[start]

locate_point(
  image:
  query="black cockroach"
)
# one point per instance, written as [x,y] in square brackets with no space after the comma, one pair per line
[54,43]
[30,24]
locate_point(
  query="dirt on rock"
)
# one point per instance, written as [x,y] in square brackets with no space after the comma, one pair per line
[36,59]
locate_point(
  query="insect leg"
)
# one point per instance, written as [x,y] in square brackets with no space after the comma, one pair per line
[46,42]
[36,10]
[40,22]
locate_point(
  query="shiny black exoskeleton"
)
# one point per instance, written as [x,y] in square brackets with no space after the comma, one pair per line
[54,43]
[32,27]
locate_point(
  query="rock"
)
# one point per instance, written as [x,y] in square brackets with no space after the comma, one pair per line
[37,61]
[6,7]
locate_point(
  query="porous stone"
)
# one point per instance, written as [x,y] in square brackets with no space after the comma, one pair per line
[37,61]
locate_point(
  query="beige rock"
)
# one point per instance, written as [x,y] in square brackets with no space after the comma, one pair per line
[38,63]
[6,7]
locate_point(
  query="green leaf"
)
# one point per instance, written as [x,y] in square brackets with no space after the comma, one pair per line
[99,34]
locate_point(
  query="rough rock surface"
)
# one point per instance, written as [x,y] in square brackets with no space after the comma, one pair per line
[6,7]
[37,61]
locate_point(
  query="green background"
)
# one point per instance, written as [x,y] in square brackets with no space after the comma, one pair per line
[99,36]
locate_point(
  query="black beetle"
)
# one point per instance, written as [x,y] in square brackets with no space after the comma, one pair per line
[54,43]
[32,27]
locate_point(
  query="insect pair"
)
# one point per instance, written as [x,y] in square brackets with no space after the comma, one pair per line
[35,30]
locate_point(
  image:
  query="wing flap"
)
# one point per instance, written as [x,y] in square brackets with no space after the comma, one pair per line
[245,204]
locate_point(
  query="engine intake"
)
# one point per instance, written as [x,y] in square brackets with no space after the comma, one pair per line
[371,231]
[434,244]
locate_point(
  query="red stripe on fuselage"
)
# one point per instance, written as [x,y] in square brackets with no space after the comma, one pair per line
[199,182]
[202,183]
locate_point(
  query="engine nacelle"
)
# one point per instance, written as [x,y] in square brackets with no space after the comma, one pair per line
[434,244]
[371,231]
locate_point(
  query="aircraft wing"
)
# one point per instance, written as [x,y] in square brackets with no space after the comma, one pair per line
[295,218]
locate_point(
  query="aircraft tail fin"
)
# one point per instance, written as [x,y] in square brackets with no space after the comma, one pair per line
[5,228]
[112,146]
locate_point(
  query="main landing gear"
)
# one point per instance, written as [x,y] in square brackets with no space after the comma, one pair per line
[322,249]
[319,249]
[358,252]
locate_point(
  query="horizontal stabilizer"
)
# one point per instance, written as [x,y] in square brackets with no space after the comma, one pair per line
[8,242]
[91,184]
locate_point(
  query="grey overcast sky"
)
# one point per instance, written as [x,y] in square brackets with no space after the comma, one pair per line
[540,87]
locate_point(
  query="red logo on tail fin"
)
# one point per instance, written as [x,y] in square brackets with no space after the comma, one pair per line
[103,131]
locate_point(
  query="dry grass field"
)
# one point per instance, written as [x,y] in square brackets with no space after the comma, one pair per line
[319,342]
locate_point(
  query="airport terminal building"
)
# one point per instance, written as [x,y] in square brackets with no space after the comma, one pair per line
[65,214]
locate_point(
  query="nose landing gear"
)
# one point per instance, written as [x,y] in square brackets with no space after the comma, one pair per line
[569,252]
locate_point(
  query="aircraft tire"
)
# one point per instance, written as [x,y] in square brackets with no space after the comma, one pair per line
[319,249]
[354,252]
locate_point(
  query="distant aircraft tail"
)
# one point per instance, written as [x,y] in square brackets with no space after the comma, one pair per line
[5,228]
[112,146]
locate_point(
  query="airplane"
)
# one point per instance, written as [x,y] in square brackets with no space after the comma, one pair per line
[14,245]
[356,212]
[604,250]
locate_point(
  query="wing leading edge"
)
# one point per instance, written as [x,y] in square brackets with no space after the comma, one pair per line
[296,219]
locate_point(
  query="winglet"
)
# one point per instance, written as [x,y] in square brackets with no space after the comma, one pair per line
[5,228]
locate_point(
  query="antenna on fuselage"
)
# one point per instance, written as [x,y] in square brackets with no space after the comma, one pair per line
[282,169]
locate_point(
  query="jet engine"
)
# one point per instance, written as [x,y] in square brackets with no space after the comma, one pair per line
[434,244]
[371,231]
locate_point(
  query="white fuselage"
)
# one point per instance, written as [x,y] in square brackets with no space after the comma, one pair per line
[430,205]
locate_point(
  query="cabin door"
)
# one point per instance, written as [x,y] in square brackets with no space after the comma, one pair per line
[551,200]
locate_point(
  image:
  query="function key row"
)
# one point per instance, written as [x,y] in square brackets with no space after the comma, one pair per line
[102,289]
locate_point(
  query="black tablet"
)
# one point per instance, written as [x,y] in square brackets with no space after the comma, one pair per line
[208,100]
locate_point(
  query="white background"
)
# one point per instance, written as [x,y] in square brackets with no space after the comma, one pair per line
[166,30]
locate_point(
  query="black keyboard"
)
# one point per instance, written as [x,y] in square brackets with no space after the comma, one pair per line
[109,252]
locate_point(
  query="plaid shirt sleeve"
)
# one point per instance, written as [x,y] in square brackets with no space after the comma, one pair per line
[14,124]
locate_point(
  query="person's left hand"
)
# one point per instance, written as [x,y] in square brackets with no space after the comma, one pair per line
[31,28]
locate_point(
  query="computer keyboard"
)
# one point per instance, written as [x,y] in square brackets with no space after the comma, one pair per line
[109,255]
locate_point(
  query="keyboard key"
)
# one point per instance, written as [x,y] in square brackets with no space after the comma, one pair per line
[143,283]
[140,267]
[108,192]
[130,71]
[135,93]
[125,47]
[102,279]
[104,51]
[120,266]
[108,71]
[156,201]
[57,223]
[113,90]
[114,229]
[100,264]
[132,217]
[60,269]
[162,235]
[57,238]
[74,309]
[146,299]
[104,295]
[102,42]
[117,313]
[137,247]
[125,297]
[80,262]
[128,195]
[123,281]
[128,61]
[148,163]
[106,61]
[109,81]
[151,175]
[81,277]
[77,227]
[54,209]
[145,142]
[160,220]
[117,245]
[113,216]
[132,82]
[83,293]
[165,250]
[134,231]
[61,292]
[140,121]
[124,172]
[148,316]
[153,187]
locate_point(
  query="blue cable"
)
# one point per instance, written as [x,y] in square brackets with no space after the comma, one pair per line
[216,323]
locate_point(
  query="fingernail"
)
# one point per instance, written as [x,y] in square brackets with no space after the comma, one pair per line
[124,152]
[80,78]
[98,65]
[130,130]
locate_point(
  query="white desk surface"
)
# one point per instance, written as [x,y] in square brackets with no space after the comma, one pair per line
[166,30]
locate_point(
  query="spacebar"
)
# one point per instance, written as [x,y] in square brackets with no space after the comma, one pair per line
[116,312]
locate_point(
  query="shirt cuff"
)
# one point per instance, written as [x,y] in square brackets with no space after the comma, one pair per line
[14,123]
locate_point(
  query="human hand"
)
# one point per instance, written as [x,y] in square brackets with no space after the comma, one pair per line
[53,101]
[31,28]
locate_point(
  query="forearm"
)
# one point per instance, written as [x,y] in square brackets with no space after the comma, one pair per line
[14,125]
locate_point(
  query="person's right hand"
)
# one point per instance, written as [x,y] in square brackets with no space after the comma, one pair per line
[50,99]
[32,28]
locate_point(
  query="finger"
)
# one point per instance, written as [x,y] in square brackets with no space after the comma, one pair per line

[end]

■ DO THIS ■
Quote the entire listing above exactly.

■ REPLY ■
locate_point(
  image:
  query="black cockroach"
)
# one point per instance, written as [x,y] in square brackets with no space after the comma, one pair per line
[54,43]
[30,24]
locate_point(
  query="dirt on rock"
)
# one point per instance, written as [x,y] in square brackets with no space after the comma, one pair per line
[36,59]
locate_point(
  query="insect leg"
)
# one point per instance, written as [x,y] in square brackets with no space after the comma, one pair per line
[46,42]
[36,10]
[40,22]
locate_point(
  query="shiny black exoskeleton"
)
# one point per instance, written as [x,y] in square brackets with no space after the comma, one pair per line
[54,43]
[32,27]
locate_point(
  query="rock"
)
# one point per instance, written as [x,y] in square brackets with no space after the comma, one pair per line
[37,61]
[6,7]
locate_point(
  query="porous stone"
)
# one point per instance, written as [x,y] in square brackets with no space after the comma, one pair per line
[37,61]
locate_point(
  query="beige rock"
)
# one point per instance, written as [x,y] in square brackets with no space after the comma, one pair per line
[38,63]
[6,7]
locate_point(
  query="green leaf"
)
# one point per instance, written as [x,y] in square brackets with no space after the comma, one pair per line
[99,34]
locate_point(
  query="rough rock surface"
)
# one point per instance, written as [x,y] in square brackets with no space after the comma, one pair per line
[6,7]
[37,61]
locate_point(
  query="green background"
)
# one point per instance, written as [x,y] in square brackets with no space after the comma, one pair per line
[99,36]
locate_point(
  query="black beetle"
)
# one point per instance, written as [x,y] in square brackets with no space after the comma, one pair per line
[54,43]
[32,27]
locate_point(
  query="insect pair"
)
# one point per instance, written as [x,y] in square brackets with no space after the comma, one pair per line
[35,30]
locate_point(
  image:
  query="wing flap"
)
# one point per instance, written as [x,y] in square brackets with no space after the comma, one pair per line
[245,204]
locate_point(
  query="engine intake"
)
# one point per instance, written as [x,y] in square brackets with no space after the comma, one pair per line
[371,231]
[434,244]
locate_point(
  query="red stripe on fuselage"
)
# one point per instance, written as [x,y] in square brackets with no space after the comma, one pair per line
[199,182]
[202,183]
locate_point(
  query="engine nacelle"
)
# one point per instance, written as [x,y] in square brackets with no space after the comma, one pair per line
[434,244]
[371,231]
locate_point(
  query="aircraft wing"
)
# one point per instance, written as [x,y] in square brackets with no space after the comma, one pair per line
[295,218]
locate_point(
  query="aircraft tail fin"
)
# one point per instance, written as [x,y] in square brackets with no space after the comma, one pair per line
[5,228]
[112,146]
locate_point(
  query="main landing gear"
)
# one point per instance, written as [x,y] in square brackets with no space after the comma, one pair per line
[322,249]
[319,249]
[358,252]
locate_point(
  query="horizontal stabilizer"
)
# one point per instance, written as [x,y] in square brackets with no space after the comma, one pair per line
[8,242]
[91,184]
locate_point(
  query="grey overcast sky"
)
# one point per instance, written as [x,y] in square brackets with no space after the comma, one pair per line
[540,87]
locate_point(
  query="red logo on tail fin"
)
# one point per instance, written as [x,y] in square brackets with no space after the comma, one pair per line
[103,131]
locate_point(
  query="dry grass field"
)
# one point per instance, written as [x,y] in square brackets with no space after the comma, one pair per line
[319,342]
locate_point(
  query="airport terminal building"
)
# one point per instance, written as [x,y] in square brackets with no space after the comma, one pair per line
[65,214]
locate_point(
  query="nose landing gear"
)
# one point per instance, written as [x,y] in square brackets with no space after the comma, one pair per line
[569,252]
locate_point(
  query="aircraft tire"
)
# one point per instance, written as [x,y] in square brackets with no space after the comma, one pair per line
[319,249]
[354,252]
locate_point(
  query="distant aircraft tail"
)
# one point per instance, written as [x,y] in square brackets with no space after the comma, one pair per line
[5,228]
[112,146]
locate_point(
  query="airplane"
)
# one point per instance, written as [x,y] in square brackets with no space after the comma, one pair per line
[14,245]
[356,212]
[604,250]
locate_point(
  query="wing leading edge"
)
# one point per instance, written as [x,y] in square brackets with no space after the comma, one pair per line
[296,219]
locate_point(
  query="winglet"
)
# one point per instance, written as [x,y] in square brackets with no space after the comma, one pair per line
[5,228]
locate_point(
  query="antenna on fuselage"
)
# one point per instance, written as [x,y] in square brackets with no space after the comma, one pair per line
[282,169]
locate_point(
  query="jet engine"
)
# one point per instance, written as [x,y] in square brackets with no space after the comma, one pair per line
[434,244]
[371,231]
locate_point(
  query="white fuselage"
)
# one point per instance, written as [x,y] in square brackets with no space after the comma, one pair per line
[430,205]
locate_point(
  query="cabin door"
)
# one point per instance, written as [x,y] in square brackets with no space after the comma, one pair per line
[551,200]
locate_point(
  image:
  query="function key row"
)
# one point per instance, written as [x,y] in square brackets with no space after the comma, one pair per line
[102,289]
locate_point(
  query="black tablet"
)
# one point per instance, written as [x,y] in square brackets with no space after the comma, one pair per line
[208,100]
locate_point(
  query="white background"
)
# one point per instance, written as [x,y] in square brackets with no space after the comma, one pair per line
[166,30]
locate_point(
  query="black keyboard"
)
# one point per instance, written as [x,y] in square brackets with no space after the comma, one pair per line
[109,252]
locate_point(
  query="plaid shirt sleeve"
)
# one point per instance, written as [x,y] in square brackets with no space after the comma, one pair per line
[14,124]
locate_point(
  query="person's left hand"
)
# one point per instance, written as [x,y] in square brackets with no space after the comma, one pair per line
[31,28]
locate_point(
  query="computer keyboard"
)
# one point per instance, written as [x,y] in square brackets with no space after the comma, one pair per line
[109,255]
locate_point(
  query="keyboard key"
)
# one point per instance, written as [x,y] in square brackets with no space after the comma, one pair per line
[143,283]
[140,267]
[108,192]
[130,71]
[135,93]
[125,47]
[102,279]
[104,51]
[120,266]
[108,71]
[156,201]
[57,223]
[113,90]
[114,229]
[100,264]
[132,217]
[60,269]
[162,235]
[57,238]
[74,309]
[146,299]
[104,295]
[102,42]
[117,313]
[137,247]
[125,297]
[80,262]
[128,195]
[123,281]
[128,61]
[148,163]
[106,61]
[109,81]
[151,175]
[81,277]
[77,227]
[54,209]
[145,142]
[160,220]
[117,245]
[113,216]
[132,82]
[83,293]
[165,250]
[134,231]
[61,292]
[140,121]
[124,172]
[148,316]
[153,187]
locate_point(
  query="blue cable"
)
# one point per instance, written as [x,y] in square brackets with no space after the comma, one pair per line
[216,323]
locate_point(
  query="fingernail"
)
# one point per instance, written as [x,y] in square brackets with no space after the comma, one pair per line
[124,152]
[80,78]
[98,65]
[130,130]
locate_point(
  query="white desk surface"
)
# one point per instance, written as [x,y] in square brackets with no space after the comma, one pair per line
[166,30]
locate_point(
  query="spacebar"
)
# one point per instance, written as [x,y] in square brackets with no space after the comma, one pair per line
[116,312]
locate_point(
  query="shirt cuff"
)
# one point per instance, written as [x,y] in square brackets with no space after the comma, one pair per line
[14,123]
locate_point(
  query="human hand"
)
# one point per instance, written as [x,y] in square brackets with no space after the comma, one pair per line
[53,101]
[31,28]
locate_point(
  query="forearm"
)
# one point per instance, written as [x,y] in square brackets with no space after the comma, one pair per line
[14,125]
locate_point(
  query="person's right hand"
)
# one point per instance, written as [x,y] in square brackets with no space after the comma, one pair per line
[50,99]
[32,28]
locate_point(
  query="finger"
)
# one point per instance, written as [x,y] in square brackets with no space after the comma, one pair per line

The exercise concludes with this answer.